Edit the part of the items that opens with the line containing "Can you see the water" and closes with the line containing "Can you see the grass?" by putting "occurrence" wherever "instance" appears, leaving everything else as it is, and return only those lines.

— start —

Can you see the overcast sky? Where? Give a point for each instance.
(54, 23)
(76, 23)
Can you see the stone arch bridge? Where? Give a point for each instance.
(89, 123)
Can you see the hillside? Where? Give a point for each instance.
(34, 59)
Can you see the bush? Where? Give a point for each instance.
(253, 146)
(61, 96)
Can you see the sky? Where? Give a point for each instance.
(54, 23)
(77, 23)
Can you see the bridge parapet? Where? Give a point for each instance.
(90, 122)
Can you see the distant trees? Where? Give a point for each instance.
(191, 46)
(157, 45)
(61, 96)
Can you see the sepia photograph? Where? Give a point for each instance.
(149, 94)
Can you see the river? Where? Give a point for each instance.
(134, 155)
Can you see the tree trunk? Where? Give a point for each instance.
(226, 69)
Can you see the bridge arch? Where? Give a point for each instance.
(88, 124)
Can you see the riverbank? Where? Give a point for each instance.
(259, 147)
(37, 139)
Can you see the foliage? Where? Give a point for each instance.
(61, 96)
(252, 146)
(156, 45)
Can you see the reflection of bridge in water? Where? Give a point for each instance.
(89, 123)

— end —
— start —

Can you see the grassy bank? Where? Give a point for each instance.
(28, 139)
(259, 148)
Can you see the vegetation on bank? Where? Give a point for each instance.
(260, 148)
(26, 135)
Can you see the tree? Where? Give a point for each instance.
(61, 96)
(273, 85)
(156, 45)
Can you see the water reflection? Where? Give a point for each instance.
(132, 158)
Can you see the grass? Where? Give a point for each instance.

— end —

THE OUTPUT:
Can you see the water reflection? Where? Give a point for each occurrence.
(132, 158)
Can you see the grass? Where? Give a point for each occurrence.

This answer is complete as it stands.